I also confirmed that this problem is not specific to the use of the kpoint_func and eig_vol features of EigenmodeCoefficient (used to define a planewave) in the example above involving a binary grating. The same problem is observed for waveguide modes. I verfied this using the mode-converter testbed problem.

To summarize our findings thus far:

The error in the adjoint gradient from the EigenmodeCoefficient object of the adjoint solver does not converge to zero with resolution in 2D for both polarizations (S and P).

mode_converter_layout

S pol.

RESOLUTION_UM = 50
val:, [0.08980739] (unperturbed), [0.08981534] (perturbed)
deriv:, 7.944895897227244e-06 (finite difference), 7.944841515847232e-06 (adjoint), 6.844819707661953e-06 (error)

RESOLUTION_UM = 100
val:, [0.06203604] (unperturbed), [0.06204059] (perturbed)
deriv:, 4.551447275048803e-06 (finite difference), 4.550967330465875e-06 (adjoint), 0.00010544878451289303 (error)

P pol.

RESOLUTION_UM = 50
val:, [0.31007378] (unperturbed), [0.31007955] (perturbed)
deriv:, 5.764384595485783e-06 (finite difference), 5.618737194858058e-06 (adjoint), 0.02526677361912748 (error)

RESOLUTION_UM = 100
val:, [0.26868186] (unperturbed), [0.26868841] (perturbed)
deriv:, 6.545767417431847e-06 (finite difference), 6.525344209134978e-06 (adjoint), 0.0031200632400229587 (error)

from typing import List, NamedTuple, Tuple

from autograd import numpy as npa
import matplotlib.pyplot as plt
import meep as mp
import meep.adjoint as mpa
import numpy as np

RESOLUTION_UM = 50
WAVELENGTH_UM = 1.0
WAVEGUIDE_UM = mp.Vector3(3.0, 0.4)
PADDING_UM = 0.6
PML_UM = 1.0
DESIGN_REGION_UM = mp.Vector3(1.6, 1.6)
DESIGN_REGION_RESOLUTION_UM = int(2 * RESOLUTION_UM)
NX_DESIGN_GRID = int(DESIGN_REGION_UM.x * DESIGN_REGION_RESOLUTION_UM) + 1
NY_DESIGN_GRID = int(DESIGN_REGION_UM.y * DESIGN_REGION_RESOLUTION_UM) + 1
MODE_SYMMETRY = mp.ODD_Z + mp.EVEN_Y
SILICON = mp.Medium(index=3.5)
SILICON_DIOXIDE = mp.Medium(index=1.5)
DEBUG_OUTPUT = False

cell_um = mp.Vector3(
    PML_UM + WAVEGUIDE_UM.x + DESIGN_REGION_UM.x + WAVEGUIDE_UM.x + PML_UM,
    PML_UM + PADDING_UM + DESIGN_REGION_UM.y + PADDING_UM + PML_UM,
    0,
)
frequency = 1 / WAVELENGTH_UM
pml_layers = [mp.PML(thickness=PML_UM)]
src_pt = mp.Vector3(-0.5 * cell_um.x + PML_UM, 0, 0)
mon_pt = mp.Vector3(0.5 * cell_um.x - PML_UM)
stop_cond = mp.stop_when_fields_decayed(50, mp.Ez, mp.Vector3(mon_pt.x, 0.23), 1e-6)

def straight_waveguide() -> (np.ndarray, NamedTuple):
    """Computes the DFT fields from the mode source in a straight waveguide.
+ + + +
Exercises:
A. In the forum post, which testbed problem confirmed that the same problem happens with waveguide modes?
B. Copy the listing that follows word for word.
The listing below has no connection to the forum post.

Records for the task:
+ + + +
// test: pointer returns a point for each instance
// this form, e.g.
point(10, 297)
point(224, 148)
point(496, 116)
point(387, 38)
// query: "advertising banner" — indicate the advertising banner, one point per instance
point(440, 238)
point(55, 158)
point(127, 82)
+ + + +
The solutions:
A. The mode-converter testbed problem.

B.
// test: pointer returns a point for each instance
// this form, e.g.
point(10, 297)
point(224, 148)
point(496, 116)
point(387, 38)
// query: "advertising banner" — indicate the advertising banner, one point per instance
point(440, 238)
point(55, 158)
point(127, 82)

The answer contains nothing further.